EXERCISE DIRECTIONS: Output each line of the material below as a numbered list, omitting blank lines and leaving out the pictures.

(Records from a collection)

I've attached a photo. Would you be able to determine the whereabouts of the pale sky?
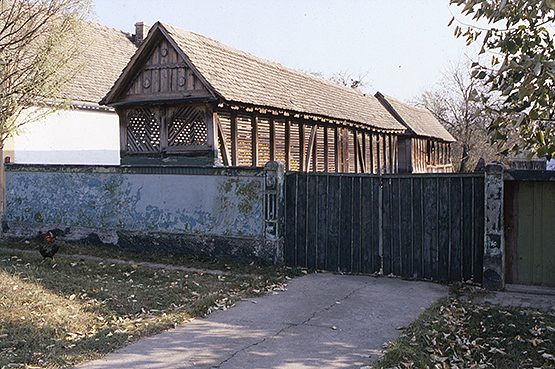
[93,0,473,101]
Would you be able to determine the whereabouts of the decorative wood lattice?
[127,108,160,152]
[168,107,208,146]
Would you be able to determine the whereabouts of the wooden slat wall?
[285,173,484,282]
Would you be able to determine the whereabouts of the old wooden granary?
[101,22,454,173]
[375,92,455,173]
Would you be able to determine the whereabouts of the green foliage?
[450,0,555,157]
[374,296,555,369]
[0,243,304,368]
[0,0,91,147]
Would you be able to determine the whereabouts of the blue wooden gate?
[284,172,484,282]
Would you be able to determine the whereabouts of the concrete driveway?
[80,273,448,369]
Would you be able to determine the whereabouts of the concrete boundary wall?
[2,163,281,263]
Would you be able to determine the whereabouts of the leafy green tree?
[415,63,498,172]
[0,0,91,148]
[0,0,91,214]
[450,0,555,158]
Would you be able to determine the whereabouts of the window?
[124,105,210,153]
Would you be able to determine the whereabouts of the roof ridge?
[159,21,371,96]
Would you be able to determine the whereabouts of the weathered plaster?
[4,165,264,238]
[484,164,505,290]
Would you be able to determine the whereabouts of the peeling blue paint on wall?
[4,170,264,238]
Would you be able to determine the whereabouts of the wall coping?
[5,164,265,177]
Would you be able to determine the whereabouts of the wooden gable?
[122,39,212,101]
[101,27,215,106]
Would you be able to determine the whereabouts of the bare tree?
[0,0,91,215]
[330,70,370,89]
[0,0,91,149]
[417,63,497,172]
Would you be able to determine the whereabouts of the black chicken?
[37,231,60,261]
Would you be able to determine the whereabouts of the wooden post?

RESULT:
1. I've attached a photo. Would you be able to determine the whereabouts of the pale sky?
2. [93,0,473,101]
3. Would you be able to determine the whereabouts of the decorative wood lattice?
4. [127,108,160,152]
5. [168,107,208,146]
6. Would you be able to determine the whereabouts of the wooden slat wall?
7. [285,173,484,282]
8. Would you be able to determine the whereabouts of the old wooden granary?
9. [101,22,454,173]
10. [375,92,455,173]
11. Would you be able to determine the whereabouts of the green foliage?
12. [450,0,555,157]
13. [374,296,555,369]
14. [0,243,304,368]
15. [0,0,91,147]
16. Would you be able to determine the whereabouts of the blue wooden gate?
17. [284,172,484,282]
18. Would you be able to determine the whereabouts of the concrete driveway?
19. [80,273,448,369]
20. Would you be able to determine the whereabouts of the concrete boundary wall?
21. [2,163,281,263]
22. Would you be able to determine the whereabouts of the leafy green tree?
23. [415,63,498,172]
24. [0,0,91,148]
25. [0,0,91,214]
26. [450,0,555,158]
27. Would you be able to determine the whereabouts of the window?
28. [124,105,210,153]
29. Would you be able to determine the whereabouts of the roof ridge?
30. [159,21,371,96]
31. Would you be able to determine the whereabouts of the weathered plaster?
32. [4,165,264,238]
33. [484,164,505,290]
34. Would you be able to determine the whereabouts of the peeling blue paint on wall?
35. [4,170,264,238]
36. Would you be able to determine the whereabouts of the wall coping?
37. [5,164,265,177]
38. Would you be able to determine the whereabouts of the wooden gable?
39. [122,39,212,101]
40. [101,27,215,106]
41. Would you be able to determine the whereabouts of the bare tree?
42. [0,0,91,215]
43. [330,70,370,89]
44. [0,0,91,149]
45. [417,63,497,172]
46. Would you be able to determine the whereabouts of the black chicken?
47. [37,231,60,261]
48. Would you be able to determine the whereabouts of the wooden post?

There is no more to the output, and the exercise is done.